GIVEN TASK: Identify the line that contains "of the shattered" in the material. Output it and every line after it, unchanged, through the end.

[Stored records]
--*--
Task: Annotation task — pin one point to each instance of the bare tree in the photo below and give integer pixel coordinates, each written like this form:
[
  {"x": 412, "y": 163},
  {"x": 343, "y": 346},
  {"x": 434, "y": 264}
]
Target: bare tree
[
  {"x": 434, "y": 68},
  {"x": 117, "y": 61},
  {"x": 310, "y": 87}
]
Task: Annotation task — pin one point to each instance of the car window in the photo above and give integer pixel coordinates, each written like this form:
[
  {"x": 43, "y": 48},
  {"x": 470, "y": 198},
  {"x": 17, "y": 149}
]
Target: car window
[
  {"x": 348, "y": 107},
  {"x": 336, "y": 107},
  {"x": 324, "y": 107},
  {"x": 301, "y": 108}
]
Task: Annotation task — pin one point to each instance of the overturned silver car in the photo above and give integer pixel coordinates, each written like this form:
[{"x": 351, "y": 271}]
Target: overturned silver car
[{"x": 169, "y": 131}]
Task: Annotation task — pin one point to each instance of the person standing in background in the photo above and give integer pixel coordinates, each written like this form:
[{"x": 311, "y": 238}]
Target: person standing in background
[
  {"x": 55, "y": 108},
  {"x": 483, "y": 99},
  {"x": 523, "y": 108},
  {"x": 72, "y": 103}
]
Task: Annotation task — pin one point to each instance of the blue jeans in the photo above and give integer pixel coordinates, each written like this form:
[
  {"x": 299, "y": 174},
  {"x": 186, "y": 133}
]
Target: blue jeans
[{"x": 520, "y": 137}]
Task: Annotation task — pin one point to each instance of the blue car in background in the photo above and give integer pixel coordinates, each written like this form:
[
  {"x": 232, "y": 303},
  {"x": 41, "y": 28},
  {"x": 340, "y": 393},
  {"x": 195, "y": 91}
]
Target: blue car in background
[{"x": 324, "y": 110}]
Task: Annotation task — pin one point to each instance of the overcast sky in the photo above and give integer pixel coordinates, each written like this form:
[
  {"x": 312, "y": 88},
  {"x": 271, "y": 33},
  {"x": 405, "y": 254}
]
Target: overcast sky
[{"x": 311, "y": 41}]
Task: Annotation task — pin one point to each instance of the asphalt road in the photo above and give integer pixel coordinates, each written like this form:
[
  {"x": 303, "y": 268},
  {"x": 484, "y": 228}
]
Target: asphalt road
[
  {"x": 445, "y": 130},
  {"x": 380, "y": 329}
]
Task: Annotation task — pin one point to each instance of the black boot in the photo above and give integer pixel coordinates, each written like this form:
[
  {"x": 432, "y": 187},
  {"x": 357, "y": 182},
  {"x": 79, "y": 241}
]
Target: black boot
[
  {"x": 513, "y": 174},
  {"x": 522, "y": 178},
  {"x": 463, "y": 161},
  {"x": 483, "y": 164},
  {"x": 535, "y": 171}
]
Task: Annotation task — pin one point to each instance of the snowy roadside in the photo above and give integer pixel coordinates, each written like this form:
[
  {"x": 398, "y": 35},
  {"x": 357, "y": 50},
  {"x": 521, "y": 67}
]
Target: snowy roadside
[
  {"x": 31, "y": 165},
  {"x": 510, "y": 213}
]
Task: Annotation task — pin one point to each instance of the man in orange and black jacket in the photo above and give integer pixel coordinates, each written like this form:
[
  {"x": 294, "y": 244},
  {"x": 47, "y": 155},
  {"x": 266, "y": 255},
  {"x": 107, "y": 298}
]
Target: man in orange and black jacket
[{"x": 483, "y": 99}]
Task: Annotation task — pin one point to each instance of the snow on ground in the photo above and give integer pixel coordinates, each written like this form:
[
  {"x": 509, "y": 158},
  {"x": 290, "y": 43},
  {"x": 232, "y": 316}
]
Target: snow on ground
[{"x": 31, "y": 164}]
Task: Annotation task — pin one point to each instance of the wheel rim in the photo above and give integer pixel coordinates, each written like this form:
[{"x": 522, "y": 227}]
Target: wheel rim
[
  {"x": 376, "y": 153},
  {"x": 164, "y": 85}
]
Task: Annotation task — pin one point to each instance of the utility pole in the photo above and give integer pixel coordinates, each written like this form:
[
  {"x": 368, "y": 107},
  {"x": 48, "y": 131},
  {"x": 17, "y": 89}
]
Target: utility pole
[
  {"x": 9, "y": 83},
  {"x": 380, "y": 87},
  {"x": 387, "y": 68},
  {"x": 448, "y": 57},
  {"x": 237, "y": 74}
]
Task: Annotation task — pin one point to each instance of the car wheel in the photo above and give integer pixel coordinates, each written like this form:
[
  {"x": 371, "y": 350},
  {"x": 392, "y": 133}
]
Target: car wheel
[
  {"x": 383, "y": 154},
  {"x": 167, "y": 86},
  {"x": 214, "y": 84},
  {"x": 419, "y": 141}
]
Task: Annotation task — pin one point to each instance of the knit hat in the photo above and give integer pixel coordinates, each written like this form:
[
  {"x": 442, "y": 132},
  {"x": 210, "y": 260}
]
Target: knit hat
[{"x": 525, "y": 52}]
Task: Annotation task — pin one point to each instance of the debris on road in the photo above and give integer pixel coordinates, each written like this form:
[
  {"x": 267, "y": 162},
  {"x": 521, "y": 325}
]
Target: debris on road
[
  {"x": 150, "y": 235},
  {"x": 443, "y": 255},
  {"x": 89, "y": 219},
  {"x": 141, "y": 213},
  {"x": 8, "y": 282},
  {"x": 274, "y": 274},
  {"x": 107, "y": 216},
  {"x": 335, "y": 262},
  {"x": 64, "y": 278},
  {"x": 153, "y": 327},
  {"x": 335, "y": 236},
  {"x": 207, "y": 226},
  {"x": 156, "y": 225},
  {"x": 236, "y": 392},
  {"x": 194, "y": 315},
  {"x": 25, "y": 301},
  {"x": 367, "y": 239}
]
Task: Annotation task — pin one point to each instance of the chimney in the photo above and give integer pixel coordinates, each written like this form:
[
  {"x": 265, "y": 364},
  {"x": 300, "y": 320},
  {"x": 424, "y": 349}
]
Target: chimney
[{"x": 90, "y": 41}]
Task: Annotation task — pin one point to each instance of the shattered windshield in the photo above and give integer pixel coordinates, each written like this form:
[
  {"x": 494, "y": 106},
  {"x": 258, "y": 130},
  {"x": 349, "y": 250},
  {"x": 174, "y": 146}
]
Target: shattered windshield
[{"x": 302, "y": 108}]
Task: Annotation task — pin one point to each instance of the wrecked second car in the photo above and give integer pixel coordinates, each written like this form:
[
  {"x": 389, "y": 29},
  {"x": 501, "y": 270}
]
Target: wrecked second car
--*--
ANSWER TO THIS TASK:
Task: Annotation task — pin one point to each instance of the shattered windshield in the photo above and give integer pixel coordinates, each written like this form:
[
  {"x": 494, "y": 106},
  {"x": 258, "y": 130},
  {"x": 349, "y": 250},
  {"x": 174, "y": 146}
]
Target: shattered windshield
[{"x": 302, "y": 108}]
Task: Annotation task — pin one point to each instance of the wrecked second car in the photo above and give integer pixel coordinates, each written like this form:
[
  {"x": 389, "y": 29},
  {"x": 501, "y": 270}
]
Target: wrecked second car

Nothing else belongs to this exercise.